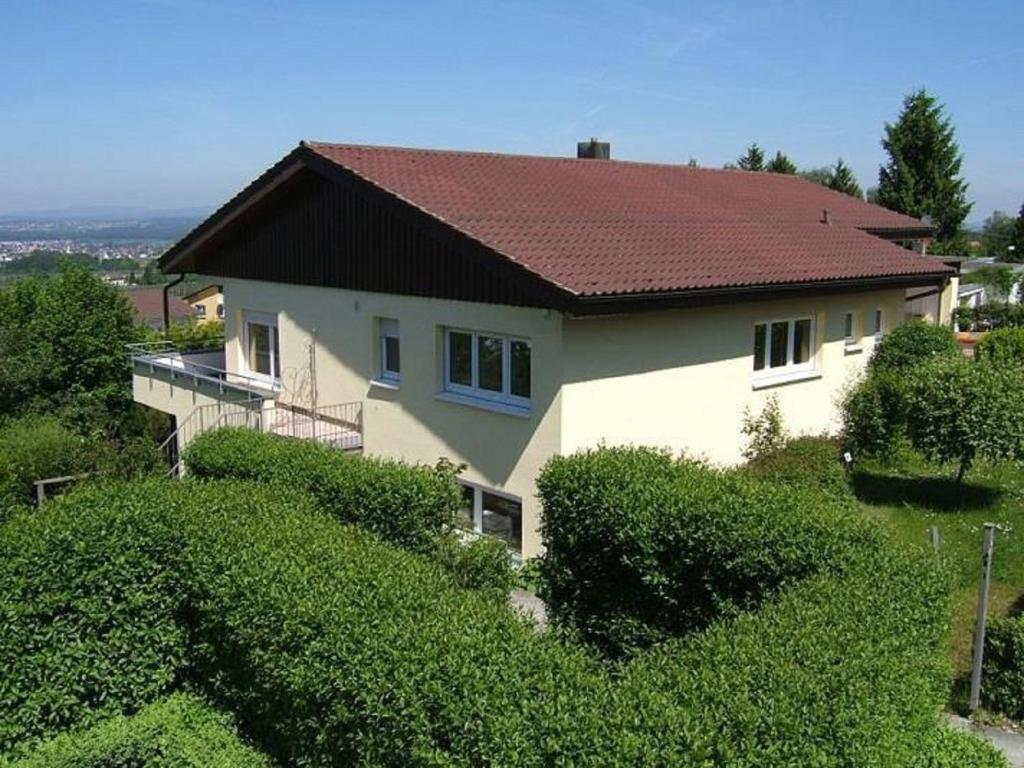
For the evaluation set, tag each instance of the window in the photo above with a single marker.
(488, 366)
(493, 514)
(261, 346)
(783, 346)
(389, 349)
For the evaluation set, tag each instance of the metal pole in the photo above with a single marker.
(979, 634)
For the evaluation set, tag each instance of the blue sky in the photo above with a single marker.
(175, 103)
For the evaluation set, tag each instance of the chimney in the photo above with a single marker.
(594, 150)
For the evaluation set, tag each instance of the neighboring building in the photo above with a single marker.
(148, 305)
(499, 309)
(207, 303)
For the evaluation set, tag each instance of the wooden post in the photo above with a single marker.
(979, 633)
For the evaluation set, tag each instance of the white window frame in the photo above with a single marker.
(790, 369)
(250, 317)
(478, 492)
(388, 329)
(474, 390)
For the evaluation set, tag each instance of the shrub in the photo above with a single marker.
(911, 344)
(954, 749)
(1004, 346)
(174, 732)
(765, 432)
(957, 412)
(335, 648)
(640, 547)
(88, 607)
(479, 563)
(1004, 667)
(33, 448)
(406, 505)
(808, 462)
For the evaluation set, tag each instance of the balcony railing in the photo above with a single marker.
(205, 366)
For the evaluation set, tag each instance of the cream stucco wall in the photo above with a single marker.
(682, 379)
(501, 451)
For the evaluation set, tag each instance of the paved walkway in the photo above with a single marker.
(1011, 742)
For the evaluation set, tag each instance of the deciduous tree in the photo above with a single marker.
(923, 175)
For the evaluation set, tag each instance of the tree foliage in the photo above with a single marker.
(753, 160)
(62, 346)
(923, 175)
(781, 164)
(841, 178)
(997, 235)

THE TASK: Leave out the pictures and restate everything else word for word.

EXERCISE SOLUTION:
For the evaluation set, tag each instance of the window in the photo above with a single marker.
(488, 366)
(493, 514)
(261, 346)
(783, 346)
(389, 349)
For the evaluation set, tag each instance of the metal pole in the photo above with a single marker.
(979, 634)
For the evaluation set, tag each instance of the blue sky in the photo above with a single marker.
(175, 103)
For the evaluation set, tag each instance of the chimney in the photo above with a single marker.
(594, 150)
For the evaluation set, tag each instance of the neighboring building in the photo above with a single marker.
(148, 305)
(499, 309)
(207, 303)
For the evaluation set, tag each instance of the wooden post in the photo above with a single marker.
(979, 633)
For the evaluation set, tag each instance of the white window frame in the photo above with a single marker.
(790, 369)
(250, 317)
(478, 492)
(388, 329)
(474, 390)
For the evaluation set, tag each instance of the shrub in the photo above with a single marker.
(911, 344)
(954, 749)
(1004, 346)
(174, 732)
(765, 432)
(957, 412)
(335, 648)
(640, 547)
(88, 607)
(479, 563)
(1004, 667)
(33, 448)
(406, 505)
(808, 462)
For the evaluation set, tag each instance of the balcony railing in the photo above with a single marker.
(205, 366)
For the evaluation set, tag each instance of the cream stucco wall in the photo above with a single marker.
(682, 379)
(501, 451)
For the evaluation set, tag each instance of the paved walkway in the photo above with a single marker.
(1011, 742)
For the evaluation set, tag each instance of the deciduous tree in the photo above with a single marker.
(923, 175)
For the evaluation set, tag each instance of the tree foliage in the photo above with a single marker.
(753, 160)
(62, 346)
(923, 175)
(781, 164)
(841, 178)
(997, 235)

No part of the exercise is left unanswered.